** Records for processing **
========

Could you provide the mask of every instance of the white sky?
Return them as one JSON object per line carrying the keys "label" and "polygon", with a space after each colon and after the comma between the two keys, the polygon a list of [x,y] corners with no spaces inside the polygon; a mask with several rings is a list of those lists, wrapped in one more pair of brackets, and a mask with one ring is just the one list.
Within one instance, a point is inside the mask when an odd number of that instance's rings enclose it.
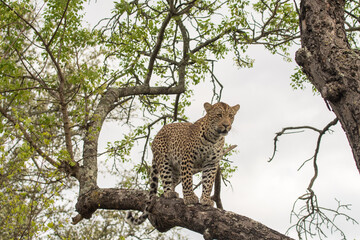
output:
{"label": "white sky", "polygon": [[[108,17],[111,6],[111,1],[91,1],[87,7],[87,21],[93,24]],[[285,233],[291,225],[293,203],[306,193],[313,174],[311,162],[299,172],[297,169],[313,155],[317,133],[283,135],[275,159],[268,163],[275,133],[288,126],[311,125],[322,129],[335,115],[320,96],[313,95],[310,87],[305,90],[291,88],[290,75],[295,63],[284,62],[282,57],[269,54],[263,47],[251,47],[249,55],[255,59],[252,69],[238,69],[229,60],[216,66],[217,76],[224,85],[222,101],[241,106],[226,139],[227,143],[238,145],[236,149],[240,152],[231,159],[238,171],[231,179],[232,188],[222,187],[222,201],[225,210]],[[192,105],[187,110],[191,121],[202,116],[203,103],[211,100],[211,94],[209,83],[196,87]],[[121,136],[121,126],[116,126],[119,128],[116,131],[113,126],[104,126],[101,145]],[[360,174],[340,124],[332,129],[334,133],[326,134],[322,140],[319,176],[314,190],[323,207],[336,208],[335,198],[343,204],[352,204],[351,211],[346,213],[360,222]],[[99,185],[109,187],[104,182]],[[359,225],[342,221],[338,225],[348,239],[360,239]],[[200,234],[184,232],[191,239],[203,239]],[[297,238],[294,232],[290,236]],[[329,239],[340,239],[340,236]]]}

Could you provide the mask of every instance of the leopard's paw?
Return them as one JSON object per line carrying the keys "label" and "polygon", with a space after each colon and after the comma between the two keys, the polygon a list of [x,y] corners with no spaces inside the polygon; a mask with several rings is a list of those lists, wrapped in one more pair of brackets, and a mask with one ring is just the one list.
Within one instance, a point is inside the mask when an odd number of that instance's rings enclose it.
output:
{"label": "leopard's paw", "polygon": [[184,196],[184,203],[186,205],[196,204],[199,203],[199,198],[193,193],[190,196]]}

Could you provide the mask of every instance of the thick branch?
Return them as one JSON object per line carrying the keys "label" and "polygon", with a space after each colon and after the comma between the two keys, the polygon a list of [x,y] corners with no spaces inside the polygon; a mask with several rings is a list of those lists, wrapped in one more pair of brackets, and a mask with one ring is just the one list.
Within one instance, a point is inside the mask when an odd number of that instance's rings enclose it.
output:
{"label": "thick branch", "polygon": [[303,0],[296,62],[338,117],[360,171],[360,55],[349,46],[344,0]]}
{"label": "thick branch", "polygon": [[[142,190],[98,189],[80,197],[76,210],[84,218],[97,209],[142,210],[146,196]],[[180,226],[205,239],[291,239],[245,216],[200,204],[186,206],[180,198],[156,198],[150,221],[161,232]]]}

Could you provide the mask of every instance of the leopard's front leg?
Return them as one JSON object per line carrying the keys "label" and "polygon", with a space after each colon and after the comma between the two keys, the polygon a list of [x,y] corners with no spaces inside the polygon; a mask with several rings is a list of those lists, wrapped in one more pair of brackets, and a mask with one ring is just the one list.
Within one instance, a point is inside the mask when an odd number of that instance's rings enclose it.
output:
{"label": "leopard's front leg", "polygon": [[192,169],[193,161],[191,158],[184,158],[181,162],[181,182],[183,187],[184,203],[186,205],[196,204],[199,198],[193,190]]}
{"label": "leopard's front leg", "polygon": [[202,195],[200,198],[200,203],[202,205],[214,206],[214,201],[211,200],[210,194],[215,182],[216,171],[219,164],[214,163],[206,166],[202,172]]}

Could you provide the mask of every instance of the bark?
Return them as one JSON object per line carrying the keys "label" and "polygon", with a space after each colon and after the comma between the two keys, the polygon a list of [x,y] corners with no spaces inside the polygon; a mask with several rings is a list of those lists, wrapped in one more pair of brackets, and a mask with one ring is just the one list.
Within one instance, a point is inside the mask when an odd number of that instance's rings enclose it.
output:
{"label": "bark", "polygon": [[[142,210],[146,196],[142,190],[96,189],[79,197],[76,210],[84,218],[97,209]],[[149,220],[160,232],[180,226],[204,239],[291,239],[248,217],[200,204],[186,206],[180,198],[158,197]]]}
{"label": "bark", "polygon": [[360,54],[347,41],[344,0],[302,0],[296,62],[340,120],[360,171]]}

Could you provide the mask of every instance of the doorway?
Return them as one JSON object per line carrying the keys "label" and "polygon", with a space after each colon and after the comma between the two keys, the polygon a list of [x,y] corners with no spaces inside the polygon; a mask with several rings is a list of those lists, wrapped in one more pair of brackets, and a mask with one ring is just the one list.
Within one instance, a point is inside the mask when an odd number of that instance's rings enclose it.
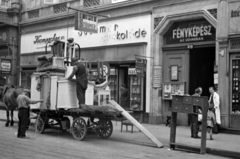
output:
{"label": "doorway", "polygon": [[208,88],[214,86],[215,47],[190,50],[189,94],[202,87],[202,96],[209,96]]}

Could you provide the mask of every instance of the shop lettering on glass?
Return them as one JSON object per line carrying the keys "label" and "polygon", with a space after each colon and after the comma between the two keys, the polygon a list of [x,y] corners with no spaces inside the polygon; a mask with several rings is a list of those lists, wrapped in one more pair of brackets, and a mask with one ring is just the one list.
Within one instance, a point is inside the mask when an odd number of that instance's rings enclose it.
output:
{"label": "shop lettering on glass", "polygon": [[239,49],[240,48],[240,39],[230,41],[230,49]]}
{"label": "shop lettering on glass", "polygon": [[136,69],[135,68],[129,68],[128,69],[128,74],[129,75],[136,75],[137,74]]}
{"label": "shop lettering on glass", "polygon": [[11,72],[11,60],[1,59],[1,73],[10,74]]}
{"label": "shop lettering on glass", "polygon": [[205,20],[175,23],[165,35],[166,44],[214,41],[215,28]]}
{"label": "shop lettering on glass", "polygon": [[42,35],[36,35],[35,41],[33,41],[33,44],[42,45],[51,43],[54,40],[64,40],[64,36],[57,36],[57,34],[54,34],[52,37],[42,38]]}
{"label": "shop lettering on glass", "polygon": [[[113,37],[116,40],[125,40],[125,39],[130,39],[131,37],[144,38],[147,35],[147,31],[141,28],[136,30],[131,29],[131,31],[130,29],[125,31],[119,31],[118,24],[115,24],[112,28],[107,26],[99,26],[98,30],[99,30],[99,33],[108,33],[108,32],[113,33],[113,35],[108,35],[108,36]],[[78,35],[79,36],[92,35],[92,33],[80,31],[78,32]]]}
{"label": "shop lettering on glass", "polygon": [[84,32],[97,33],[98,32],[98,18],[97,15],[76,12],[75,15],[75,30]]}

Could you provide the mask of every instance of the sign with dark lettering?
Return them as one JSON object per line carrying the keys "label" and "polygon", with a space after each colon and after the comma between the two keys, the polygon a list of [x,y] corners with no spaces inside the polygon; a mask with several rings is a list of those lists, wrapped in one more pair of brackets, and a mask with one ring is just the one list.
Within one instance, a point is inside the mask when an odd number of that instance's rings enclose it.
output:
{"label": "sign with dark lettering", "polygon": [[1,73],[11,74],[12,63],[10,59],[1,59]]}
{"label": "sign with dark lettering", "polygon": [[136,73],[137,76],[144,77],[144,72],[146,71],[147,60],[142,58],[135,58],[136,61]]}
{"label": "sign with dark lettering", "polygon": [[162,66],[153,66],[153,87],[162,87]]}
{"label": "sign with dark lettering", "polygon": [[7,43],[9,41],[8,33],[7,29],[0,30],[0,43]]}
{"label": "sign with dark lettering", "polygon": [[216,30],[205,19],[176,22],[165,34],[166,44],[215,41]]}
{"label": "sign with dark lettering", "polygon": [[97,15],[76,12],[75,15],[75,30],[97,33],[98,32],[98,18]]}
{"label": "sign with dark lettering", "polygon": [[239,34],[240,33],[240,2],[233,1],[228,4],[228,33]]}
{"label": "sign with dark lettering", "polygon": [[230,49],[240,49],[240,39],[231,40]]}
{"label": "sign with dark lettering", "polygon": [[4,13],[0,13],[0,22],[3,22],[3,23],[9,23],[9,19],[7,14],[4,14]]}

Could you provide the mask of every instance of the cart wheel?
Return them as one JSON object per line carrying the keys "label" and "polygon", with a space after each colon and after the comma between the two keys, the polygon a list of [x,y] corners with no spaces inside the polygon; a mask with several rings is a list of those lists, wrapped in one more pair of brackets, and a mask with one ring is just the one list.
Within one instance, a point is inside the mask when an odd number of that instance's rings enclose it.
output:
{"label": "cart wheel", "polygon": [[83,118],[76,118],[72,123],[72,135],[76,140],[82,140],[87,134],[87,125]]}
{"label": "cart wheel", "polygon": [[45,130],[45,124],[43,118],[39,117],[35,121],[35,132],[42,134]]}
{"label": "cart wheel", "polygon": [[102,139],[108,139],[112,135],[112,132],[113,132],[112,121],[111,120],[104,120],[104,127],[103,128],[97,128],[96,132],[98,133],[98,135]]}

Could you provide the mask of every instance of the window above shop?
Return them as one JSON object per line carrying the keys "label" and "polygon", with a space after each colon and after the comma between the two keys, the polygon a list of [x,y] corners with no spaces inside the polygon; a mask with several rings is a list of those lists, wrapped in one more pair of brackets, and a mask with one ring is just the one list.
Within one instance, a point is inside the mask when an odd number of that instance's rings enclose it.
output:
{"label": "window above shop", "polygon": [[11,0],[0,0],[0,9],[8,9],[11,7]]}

========

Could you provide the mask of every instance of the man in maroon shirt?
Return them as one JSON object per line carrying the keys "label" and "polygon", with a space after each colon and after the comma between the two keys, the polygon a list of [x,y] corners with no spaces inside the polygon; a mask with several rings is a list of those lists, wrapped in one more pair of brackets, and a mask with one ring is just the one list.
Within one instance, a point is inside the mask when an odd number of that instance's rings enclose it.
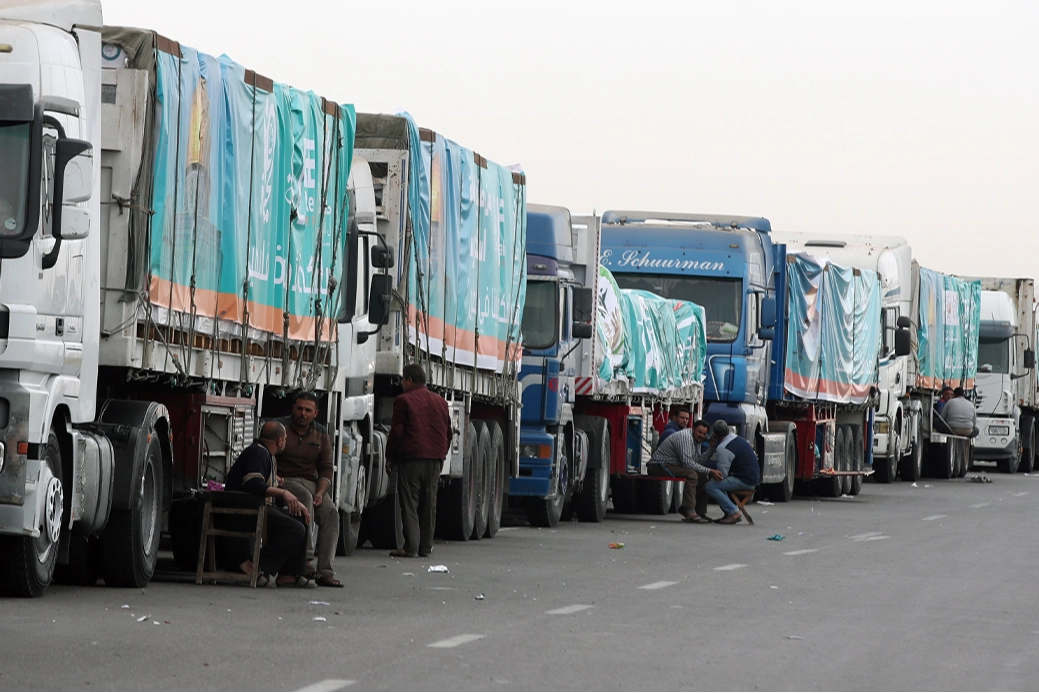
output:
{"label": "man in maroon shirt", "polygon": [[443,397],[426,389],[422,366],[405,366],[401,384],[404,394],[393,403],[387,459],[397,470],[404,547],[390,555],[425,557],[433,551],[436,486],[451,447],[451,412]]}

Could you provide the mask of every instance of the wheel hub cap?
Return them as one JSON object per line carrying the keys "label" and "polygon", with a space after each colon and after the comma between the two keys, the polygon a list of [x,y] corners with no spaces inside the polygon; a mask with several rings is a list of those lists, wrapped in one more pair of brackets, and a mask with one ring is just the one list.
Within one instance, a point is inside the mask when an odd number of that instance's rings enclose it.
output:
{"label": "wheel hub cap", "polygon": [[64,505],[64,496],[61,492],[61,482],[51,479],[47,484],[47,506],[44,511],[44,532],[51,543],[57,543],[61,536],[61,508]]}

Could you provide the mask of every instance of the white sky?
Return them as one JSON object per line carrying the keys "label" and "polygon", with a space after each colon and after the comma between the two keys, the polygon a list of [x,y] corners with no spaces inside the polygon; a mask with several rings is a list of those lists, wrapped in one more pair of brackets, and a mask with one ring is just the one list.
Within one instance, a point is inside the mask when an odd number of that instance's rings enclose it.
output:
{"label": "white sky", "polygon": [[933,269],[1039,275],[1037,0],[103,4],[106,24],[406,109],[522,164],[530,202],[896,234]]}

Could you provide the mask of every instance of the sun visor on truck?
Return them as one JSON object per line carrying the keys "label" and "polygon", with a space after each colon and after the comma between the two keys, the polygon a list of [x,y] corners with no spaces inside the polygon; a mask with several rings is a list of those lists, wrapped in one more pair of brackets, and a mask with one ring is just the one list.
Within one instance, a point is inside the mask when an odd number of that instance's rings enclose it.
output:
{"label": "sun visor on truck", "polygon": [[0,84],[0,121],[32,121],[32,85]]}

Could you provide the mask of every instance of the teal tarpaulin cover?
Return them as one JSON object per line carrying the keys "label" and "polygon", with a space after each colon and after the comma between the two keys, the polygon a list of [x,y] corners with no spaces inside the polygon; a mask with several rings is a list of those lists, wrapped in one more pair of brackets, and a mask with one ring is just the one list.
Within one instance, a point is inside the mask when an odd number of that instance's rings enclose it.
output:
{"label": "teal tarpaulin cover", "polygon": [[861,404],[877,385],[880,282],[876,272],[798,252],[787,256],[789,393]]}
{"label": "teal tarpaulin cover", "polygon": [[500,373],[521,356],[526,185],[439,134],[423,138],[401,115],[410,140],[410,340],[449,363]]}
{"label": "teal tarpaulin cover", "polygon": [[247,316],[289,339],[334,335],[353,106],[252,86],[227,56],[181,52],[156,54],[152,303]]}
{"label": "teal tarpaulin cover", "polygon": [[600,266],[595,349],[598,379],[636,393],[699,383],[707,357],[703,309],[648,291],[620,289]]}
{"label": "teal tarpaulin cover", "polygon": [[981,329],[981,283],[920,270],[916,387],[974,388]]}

========

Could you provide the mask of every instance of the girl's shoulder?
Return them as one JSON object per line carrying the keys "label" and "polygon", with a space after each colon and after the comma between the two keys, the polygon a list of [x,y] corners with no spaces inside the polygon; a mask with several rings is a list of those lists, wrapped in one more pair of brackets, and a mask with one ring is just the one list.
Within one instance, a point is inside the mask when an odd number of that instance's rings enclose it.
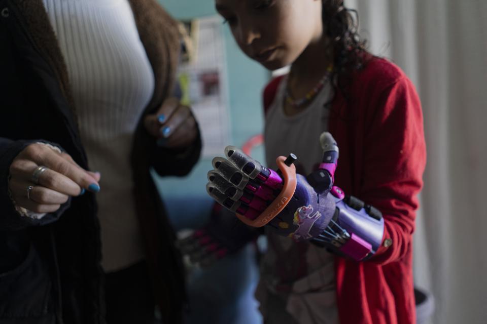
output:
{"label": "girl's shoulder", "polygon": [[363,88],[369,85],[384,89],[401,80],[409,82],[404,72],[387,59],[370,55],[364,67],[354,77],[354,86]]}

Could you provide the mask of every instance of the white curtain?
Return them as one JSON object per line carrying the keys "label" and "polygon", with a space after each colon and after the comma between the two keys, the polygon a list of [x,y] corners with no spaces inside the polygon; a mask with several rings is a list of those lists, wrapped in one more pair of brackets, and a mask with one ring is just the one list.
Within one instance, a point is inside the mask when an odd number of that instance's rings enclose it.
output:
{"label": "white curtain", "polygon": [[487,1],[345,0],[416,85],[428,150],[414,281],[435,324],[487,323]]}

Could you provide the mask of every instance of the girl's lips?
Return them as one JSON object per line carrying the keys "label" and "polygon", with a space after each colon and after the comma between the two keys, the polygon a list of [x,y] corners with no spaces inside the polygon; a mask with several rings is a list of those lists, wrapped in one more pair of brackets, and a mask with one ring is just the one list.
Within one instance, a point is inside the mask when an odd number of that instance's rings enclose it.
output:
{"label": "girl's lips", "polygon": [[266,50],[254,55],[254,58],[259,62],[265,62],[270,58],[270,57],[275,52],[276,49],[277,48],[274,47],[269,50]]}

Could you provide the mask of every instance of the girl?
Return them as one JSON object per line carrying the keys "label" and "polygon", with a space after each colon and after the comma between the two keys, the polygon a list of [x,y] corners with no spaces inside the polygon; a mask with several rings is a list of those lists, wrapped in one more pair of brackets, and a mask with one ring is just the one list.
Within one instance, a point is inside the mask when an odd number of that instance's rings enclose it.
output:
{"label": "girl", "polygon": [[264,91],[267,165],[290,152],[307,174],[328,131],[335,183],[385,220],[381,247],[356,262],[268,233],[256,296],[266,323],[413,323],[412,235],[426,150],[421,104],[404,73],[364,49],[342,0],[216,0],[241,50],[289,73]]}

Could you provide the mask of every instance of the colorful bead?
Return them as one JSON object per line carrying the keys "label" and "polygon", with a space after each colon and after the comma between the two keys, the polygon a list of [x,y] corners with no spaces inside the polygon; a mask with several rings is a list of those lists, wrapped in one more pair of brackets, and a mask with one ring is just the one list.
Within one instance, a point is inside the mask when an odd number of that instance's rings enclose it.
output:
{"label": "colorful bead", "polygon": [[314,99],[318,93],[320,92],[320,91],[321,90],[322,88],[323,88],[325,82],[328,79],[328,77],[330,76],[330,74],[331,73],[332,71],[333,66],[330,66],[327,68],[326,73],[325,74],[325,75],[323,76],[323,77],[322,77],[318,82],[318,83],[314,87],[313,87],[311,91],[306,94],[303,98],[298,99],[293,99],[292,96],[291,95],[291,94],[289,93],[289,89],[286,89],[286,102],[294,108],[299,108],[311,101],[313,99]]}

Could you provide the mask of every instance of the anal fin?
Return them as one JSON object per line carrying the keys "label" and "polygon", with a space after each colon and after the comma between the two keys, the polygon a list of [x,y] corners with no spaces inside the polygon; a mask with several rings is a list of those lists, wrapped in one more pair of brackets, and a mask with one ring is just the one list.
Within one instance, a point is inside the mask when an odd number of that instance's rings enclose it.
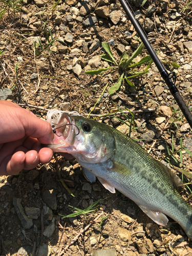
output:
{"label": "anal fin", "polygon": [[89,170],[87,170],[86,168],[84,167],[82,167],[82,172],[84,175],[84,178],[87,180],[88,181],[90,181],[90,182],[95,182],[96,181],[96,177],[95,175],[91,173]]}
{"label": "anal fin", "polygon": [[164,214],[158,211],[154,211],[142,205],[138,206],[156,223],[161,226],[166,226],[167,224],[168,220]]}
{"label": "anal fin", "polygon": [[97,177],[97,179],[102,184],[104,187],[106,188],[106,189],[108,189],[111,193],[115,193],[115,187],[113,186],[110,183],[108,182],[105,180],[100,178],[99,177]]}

========

** Prompt **
Locate every line in the records above that contains the word "maroon" and copy each of those lines in full.

** Expected answer **
Could you provide the mask of every instance of the man in maroon shirt?
{"label": "man in maroon shirt", "polygon": [[443,397],[426,389],[422,366],[405,366],[401,384],[404,394],[393,403],[387,459],[397,470],[404,547],[390,555],[425,557],[433,551],[436,486],[451,447],[451,412]]}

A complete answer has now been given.